### Exercise
Filter the entries down to the lines holding "scene", then copy those lines.
=== Materials provided ===
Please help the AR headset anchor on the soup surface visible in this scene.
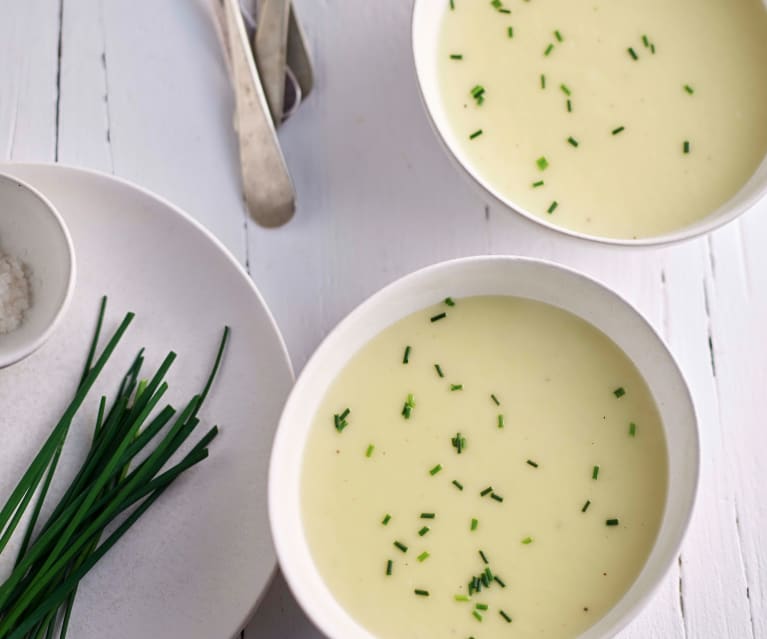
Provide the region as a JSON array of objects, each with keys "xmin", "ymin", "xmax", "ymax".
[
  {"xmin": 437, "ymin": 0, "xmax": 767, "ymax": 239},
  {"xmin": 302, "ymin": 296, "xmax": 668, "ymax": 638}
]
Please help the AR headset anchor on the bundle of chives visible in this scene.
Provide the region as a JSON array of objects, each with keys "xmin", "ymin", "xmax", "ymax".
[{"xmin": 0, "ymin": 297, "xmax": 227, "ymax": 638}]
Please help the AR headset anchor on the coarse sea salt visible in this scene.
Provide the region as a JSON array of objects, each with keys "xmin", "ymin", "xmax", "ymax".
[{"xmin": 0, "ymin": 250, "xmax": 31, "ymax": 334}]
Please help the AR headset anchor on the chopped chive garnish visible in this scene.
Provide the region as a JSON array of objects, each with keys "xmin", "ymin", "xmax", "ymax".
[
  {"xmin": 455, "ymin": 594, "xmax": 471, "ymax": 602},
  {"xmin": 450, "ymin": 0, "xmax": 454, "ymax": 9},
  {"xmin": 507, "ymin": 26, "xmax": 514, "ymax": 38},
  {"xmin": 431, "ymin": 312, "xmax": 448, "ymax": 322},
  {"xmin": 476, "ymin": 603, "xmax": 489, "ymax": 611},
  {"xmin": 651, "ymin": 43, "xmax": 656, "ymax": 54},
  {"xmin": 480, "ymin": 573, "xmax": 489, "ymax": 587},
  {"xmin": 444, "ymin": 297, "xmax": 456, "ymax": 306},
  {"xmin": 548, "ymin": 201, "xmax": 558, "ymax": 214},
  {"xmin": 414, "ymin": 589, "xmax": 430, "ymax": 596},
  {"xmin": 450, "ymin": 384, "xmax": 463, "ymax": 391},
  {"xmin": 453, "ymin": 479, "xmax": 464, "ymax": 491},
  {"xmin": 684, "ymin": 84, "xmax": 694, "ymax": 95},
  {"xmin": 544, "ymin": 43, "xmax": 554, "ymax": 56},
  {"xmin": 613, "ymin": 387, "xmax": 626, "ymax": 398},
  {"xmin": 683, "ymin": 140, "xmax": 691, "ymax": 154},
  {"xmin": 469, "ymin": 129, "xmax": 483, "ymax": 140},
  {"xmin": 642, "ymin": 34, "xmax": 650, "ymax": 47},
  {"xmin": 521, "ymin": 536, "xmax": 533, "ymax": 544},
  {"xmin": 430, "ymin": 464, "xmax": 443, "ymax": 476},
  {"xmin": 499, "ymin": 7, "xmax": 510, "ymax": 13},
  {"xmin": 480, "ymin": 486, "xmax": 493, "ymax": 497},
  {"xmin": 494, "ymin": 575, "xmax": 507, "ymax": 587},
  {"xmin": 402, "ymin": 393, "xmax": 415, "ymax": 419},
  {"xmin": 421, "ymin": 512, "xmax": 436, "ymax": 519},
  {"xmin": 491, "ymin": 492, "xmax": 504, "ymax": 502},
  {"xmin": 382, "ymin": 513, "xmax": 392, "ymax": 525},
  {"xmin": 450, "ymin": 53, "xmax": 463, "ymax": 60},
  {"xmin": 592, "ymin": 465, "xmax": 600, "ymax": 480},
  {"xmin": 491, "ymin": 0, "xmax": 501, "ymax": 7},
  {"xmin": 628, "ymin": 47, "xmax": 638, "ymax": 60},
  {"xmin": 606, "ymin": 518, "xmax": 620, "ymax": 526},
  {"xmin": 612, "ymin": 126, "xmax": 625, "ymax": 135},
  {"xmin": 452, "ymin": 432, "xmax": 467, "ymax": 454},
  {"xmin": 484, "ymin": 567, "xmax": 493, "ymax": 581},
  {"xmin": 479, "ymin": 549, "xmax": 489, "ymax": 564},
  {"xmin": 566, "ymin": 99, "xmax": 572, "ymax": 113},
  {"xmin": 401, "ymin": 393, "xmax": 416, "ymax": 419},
===
### Answer for this exercise
Please help the AR headset anchor on the soup surface visible in this scene.
Please help the AR headset anchor on the bundle of chives visible in this scene.
Please help the AR headset anchor on the coarse sea salt visible in this scene.
Please help the AR headset anchor on the chopped chive garnish visible in this scene.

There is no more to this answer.